Show each line of the items below that contains the string "instance".

☆ ☆ ☆

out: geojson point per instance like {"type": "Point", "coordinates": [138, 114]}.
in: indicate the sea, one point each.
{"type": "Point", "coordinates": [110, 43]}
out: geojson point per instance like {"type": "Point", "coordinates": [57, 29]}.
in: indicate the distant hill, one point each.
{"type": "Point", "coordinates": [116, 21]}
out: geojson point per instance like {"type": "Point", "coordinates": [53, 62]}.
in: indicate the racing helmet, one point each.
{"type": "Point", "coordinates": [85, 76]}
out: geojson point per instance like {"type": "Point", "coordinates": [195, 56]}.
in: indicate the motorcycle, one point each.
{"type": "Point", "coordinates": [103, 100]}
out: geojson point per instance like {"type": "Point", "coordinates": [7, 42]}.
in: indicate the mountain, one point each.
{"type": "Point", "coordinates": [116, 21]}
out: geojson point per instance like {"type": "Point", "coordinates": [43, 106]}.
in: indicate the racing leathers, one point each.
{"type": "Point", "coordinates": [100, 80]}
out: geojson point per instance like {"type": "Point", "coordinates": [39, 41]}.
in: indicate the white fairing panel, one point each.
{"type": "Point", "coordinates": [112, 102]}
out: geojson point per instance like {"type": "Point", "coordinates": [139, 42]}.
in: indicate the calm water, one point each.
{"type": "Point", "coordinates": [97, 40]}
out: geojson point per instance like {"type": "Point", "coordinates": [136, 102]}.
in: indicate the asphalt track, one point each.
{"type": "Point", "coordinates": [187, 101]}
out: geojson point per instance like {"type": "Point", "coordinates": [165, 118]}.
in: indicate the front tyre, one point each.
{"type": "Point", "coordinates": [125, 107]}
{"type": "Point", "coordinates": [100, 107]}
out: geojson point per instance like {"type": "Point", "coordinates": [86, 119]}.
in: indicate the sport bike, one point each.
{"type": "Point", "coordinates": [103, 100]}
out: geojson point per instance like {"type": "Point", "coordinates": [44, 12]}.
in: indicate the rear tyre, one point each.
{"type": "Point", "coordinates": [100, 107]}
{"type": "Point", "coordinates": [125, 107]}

☆ ☆ ☆

(RESULT BELOW):
out: geojson point per instance like {"type": "Point", "coordinates": [138, 114]}.
out: geojson point per instance like {"type": "Point", "coordinates": [57, 29]}.
out: geojson point per instance like {"type": "Point", "coordinates": [53, 62]}.
out: geojson point per instance like {"type": "Point", "coordinates": [195, 56]}.
out: geojson point per instance like {"type": "Point", "coordinates": [7, 42]}.
out: geojson point per instance like {"type": "Point", "coordinates": [43, 106]}.
out: geojson point per instance like {"type": "Point", "coordinates": [39, 41]}.
out: geojson point per instance like {"type": "Point", "coordinates": [139, 42]}.
out: geojson point per instance like {"type": "Point", "coordinates": [136, 102]}.
out: geojson point per instance like {"type": "Point", "coordinates": [165, 118]}.
out: geojson point per instance like {"type": "Point", "coordinates": [86, 119]}.
out: geojson point per instance like {"type": "Point", "coordinates": [44, 12]}.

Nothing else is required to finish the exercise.